*SOURCE RECORDS*.
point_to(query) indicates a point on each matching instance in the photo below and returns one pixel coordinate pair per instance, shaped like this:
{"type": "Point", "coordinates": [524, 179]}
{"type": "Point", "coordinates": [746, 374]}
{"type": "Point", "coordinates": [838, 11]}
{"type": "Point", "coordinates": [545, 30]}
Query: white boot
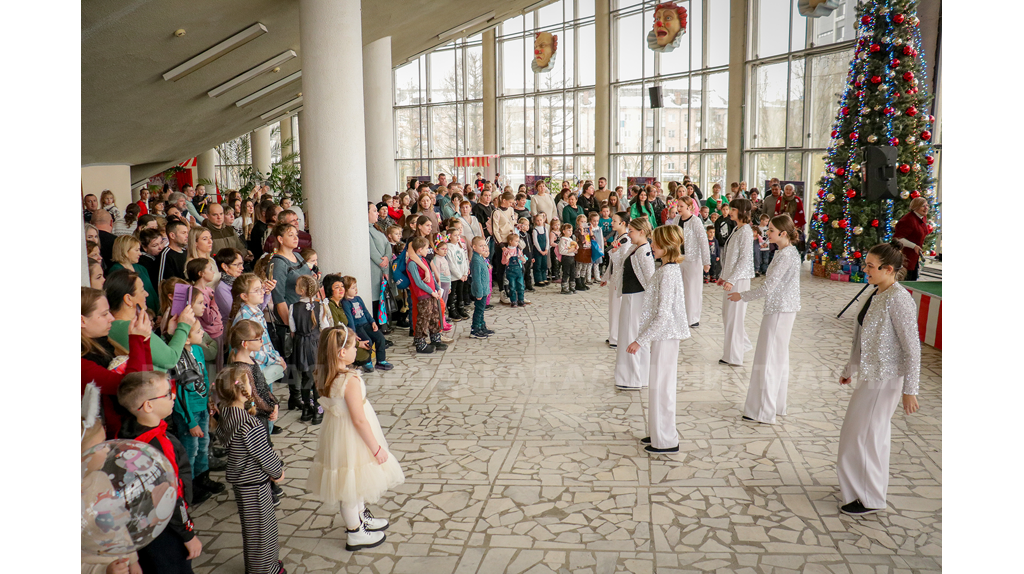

*TASK*.
Your reply should hold every line above exactly as written and none of the pictures.

*TASK SOLUTION*.
point_to(query) indicates a point on each matching instance in the photo below and returns one pixel coordinate pair per instance, shaped like this:
{"type": "Point", "coordinates": [524, 179]}
{"type": "Point", "coordinates": [746, 374]}
{"type": "Point", "coordinates": [838, 11]}
{"type": "Point", "coordinates": [545, 30]}
Query: white boot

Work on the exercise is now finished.